*** Opening Data section ***

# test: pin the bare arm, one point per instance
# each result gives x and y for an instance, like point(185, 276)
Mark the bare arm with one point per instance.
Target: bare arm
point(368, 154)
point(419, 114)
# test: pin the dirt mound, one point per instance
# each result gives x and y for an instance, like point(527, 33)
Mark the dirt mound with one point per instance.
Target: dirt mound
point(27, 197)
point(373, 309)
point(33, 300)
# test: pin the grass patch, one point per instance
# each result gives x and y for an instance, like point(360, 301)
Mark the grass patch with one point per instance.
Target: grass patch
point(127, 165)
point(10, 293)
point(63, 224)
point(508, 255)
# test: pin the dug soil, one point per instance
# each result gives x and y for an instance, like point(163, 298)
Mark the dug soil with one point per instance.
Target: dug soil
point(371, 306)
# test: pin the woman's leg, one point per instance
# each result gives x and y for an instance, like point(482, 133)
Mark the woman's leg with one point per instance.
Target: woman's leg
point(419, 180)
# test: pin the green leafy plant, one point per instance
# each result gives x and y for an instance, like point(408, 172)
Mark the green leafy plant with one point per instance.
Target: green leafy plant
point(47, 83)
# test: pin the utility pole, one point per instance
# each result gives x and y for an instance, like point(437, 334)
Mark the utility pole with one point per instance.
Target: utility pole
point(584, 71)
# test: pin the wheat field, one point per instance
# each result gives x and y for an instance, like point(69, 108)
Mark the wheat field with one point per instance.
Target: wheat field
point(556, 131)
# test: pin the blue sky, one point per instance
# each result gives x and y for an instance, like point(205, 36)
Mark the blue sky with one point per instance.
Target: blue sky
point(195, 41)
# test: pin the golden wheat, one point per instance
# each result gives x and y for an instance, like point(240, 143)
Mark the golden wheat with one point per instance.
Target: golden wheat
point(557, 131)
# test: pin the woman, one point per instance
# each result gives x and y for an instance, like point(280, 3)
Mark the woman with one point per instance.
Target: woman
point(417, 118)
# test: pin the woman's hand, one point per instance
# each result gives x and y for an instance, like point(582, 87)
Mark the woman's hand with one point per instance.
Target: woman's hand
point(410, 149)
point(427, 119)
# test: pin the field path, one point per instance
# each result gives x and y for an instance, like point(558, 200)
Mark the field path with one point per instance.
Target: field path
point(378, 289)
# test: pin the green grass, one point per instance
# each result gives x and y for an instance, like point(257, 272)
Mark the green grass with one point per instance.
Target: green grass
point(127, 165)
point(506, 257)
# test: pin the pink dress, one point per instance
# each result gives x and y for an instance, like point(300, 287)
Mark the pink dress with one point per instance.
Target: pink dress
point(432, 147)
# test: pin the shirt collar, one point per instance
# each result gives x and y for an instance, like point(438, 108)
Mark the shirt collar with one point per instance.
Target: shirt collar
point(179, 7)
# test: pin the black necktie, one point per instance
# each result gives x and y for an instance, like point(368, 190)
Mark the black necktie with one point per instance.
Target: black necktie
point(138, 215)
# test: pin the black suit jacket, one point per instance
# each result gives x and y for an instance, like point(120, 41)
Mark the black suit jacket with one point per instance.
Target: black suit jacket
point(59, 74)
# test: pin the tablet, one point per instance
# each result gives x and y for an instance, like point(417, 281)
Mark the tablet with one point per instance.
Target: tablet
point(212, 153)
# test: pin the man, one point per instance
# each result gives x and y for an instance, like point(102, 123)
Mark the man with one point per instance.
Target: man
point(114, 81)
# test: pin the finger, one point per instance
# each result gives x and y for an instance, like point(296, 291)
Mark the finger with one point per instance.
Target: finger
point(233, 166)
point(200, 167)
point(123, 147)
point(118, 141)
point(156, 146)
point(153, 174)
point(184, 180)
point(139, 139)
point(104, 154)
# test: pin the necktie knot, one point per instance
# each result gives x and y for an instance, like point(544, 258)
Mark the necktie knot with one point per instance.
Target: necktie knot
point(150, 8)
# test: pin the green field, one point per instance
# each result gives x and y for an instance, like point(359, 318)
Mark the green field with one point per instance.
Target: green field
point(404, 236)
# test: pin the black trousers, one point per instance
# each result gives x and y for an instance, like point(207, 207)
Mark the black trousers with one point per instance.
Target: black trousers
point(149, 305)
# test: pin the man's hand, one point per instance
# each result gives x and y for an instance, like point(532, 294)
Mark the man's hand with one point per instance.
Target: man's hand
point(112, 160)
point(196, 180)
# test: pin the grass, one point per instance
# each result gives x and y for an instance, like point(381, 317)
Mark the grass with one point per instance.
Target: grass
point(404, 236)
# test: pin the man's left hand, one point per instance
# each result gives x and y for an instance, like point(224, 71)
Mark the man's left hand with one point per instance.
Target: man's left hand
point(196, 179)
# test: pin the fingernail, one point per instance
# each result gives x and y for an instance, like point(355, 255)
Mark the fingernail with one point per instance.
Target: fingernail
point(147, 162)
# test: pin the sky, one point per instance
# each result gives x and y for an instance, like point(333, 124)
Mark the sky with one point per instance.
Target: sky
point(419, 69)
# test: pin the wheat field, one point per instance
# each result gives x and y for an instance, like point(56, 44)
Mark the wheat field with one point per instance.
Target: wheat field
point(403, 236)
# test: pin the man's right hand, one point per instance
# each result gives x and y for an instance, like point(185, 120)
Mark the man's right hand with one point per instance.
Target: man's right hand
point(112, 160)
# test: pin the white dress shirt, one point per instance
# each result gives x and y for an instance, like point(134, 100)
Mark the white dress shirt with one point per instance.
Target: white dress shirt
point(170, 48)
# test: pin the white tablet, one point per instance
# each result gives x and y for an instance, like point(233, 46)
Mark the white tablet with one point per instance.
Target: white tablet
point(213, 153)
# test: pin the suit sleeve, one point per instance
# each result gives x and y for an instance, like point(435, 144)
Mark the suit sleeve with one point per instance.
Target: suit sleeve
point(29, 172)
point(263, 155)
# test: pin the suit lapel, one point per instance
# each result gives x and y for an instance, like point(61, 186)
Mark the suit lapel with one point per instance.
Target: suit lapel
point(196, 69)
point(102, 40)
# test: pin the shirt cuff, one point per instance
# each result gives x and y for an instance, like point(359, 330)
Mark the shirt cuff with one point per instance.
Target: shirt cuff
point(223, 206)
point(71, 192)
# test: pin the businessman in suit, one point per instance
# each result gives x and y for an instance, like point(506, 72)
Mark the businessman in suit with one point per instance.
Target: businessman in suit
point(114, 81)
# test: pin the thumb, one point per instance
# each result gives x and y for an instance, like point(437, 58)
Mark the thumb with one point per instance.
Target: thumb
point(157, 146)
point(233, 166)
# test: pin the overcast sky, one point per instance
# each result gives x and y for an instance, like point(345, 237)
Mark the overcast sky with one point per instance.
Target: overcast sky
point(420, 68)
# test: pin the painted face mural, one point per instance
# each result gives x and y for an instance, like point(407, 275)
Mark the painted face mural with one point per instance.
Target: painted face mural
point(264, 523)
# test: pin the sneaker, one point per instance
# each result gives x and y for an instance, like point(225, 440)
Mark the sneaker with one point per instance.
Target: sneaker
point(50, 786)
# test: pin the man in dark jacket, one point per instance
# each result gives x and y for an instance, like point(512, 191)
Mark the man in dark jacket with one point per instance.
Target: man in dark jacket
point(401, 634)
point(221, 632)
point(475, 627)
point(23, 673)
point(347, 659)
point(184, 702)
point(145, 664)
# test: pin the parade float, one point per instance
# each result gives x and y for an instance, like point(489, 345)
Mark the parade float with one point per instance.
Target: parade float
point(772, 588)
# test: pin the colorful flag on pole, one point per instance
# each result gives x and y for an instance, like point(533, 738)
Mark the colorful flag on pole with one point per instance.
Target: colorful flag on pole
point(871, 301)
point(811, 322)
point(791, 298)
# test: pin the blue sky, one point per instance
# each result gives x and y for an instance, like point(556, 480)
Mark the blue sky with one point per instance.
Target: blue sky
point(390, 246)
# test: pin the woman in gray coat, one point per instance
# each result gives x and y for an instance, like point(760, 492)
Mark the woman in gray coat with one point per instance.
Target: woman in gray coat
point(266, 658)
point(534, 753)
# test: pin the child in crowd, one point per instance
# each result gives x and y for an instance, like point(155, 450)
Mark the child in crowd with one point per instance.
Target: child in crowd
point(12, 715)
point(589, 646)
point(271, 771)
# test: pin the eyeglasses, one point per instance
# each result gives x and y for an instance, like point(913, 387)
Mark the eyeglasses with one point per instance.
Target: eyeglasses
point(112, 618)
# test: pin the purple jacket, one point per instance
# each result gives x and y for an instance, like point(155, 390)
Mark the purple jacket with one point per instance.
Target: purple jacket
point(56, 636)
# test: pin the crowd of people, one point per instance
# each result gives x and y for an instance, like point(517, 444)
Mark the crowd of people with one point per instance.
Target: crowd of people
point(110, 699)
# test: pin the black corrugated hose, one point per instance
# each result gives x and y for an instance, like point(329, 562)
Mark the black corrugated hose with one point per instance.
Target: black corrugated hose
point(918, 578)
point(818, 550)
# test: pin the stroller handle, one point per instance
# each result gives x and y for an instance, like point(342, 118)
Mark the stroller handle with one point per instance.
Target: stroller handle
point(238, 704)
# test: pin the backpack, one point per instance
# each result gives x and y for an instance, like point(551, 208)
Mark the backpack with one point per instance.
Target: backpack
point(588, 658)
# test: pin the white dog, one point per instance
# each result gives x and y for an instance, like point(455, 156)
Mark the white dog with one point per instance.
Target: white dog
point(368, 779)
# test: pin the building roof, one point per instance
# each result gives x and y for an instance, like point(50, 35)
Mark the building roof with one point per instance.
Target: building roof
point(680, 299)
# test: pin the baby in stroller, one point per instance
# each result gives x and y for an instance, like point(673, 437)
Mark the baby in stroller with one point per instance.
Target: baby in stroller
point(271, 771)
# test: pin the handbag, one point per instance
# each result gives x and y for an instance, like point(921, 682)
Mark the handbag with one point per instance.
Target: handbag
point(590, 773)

*** Closing Data section ***

• Description of the task
Write out exactly those lines of the records above that lie from the one with "like point(673, 437)" through the last line, including both.

• Exercise output
# each result gives x and y for an instance, like point(673, 437)
Mark the baby in stroller with one point per instance.
Target: baby in stroller
point(271, 771)
# test: pin the handbag, one point per instance
# each result gives x and y for an instance, like point(921, 682)
Mark the handbag with one point per instance.
Target: handbag
point(590, 773)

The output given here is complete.